Passage:
Government Shutdown: Can the Tea Party Be Compared to Tech's Disruptors?
Clayton Christensen's famous Disruption Theory might explain how we found ourselves in this situation.
Boom and pound when I shut 'em down.
– Chuck D
As an analyst and long-only investor, I profit by identifying marketplace trends and changes in the competitive landscape that will play out over a number of years. The goal in this is to own the company with emerging technology and not the one with the mature and increasingly uncompetitive product. By applying the framework of business analysis to the debate in Washington, we can see that the political system is being disrupted. The debate is being framed as Democrats versus Republicans, but if you look through the lens of "Disruption Theory," we may more appropriately view this as the "establishment" versus "new politicos."
Harvard Business School professor Clayton Christensen developed Disruption Theory to explain how niche products replace incumbents because, by necessity, they develop around a more efficient structure that initially serves a segment of the market not attractive enough for the established leaders to concern themselves with. Eventually, this nimble and efficient structure expands beyond the niche and disrupts the business of the established leaders, which are not built to compete with the new platform. I explained in a recent article, that Microsoft's (NASDAQ:MSFT) Windows business is being disrupted because smartphones are replacing PCs, and as that market evolves, iOS (NASDAQ:AAPL) and Android (NASDAQ:GOOG) are replacing Windows because "thin client" application-oriented computing is more conducive to the way people use these devices.
In the same manner, our two-party political system is being disrupted by groups that organize and engage certain segments of the fragile political alliances integrated into the two parties. Groups like the Occupy Movement and the Tea Party are not only the current iteration of organized labor and the Christian Coalition, but have taken the game to a new level by openly opposing party leaders that do not reflect the narrow platform their constituency cares about. We also saw this play out in the failed Larry Summers nomination this summer. What is unique about these new groups is that they are "leaderless." Occupy Wall Street was difficult to disband because there was no "head" to negotiate with, and while John Boehner is the Republican "leader" he does not speak for those pushing this agenda. The "old school" politicians still have faith in compromise and negotiation, which led to the current system of crisis deadline politics, and the new breed is exploiting this weakness to force the capitulation or catastrophe situation we face today. These factions will not be satiated by lip service from party bosses; as Yoda said, "Do or do not, there is no try!"

Work to do:
1) In the article on the government shutdown, who developed Disruption Theory?
2) Reproduce the article on the government shutdown between "Government Shutdown: Can" and "shut 'em down.", inclusive.

Material provided:
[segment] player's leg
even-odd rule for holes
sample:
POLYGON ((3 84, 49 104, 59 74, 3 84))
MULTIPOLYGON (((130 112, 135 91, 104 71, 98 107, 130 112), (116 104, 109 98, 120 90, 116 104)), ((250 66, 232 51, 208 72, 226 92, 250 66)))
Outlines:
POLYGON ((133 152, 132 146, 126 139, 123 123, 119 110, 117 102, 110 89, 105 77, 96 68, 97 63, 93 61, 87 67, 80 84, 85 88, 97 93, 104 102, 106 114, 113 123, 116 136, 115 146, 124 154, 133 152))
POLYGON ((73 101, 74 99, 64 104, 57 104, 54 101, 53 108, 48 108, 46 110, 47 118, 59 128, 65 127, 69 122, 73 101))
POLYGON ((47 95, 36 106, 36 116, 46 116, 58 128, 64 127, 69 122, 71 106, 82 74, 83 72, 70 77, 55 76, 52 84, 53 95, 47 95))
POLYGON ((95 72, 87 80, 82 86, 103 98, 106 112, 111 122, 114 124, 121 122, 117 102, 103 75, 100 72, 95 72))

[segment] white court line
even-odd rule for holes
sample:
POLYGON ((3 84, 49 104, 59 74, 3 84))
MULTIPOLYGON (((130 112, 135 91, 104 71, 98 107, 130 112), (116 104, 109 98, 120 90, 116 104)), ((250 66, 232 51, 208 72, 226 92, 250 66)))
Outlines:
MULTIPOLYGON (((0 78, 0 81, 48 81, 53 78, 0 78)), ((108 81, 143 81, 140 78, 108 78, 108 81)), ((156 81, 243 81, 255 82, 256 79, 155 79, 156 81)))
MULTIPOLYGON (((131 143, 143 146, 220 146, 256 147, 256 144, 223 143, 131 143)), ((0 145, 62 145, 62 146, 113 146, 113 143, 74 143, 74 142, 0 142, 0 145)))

Written answers:
1) Harvard Business School professor Clayton Christensen developed it.

2)
Government Shutdown: Can the Tea Party Be Compared to Tech's Disruptors?
Clayton Christensen's famous Disruption Theory might explain how we found ourselves in this situation.
Boom and pound when I shut 'em down.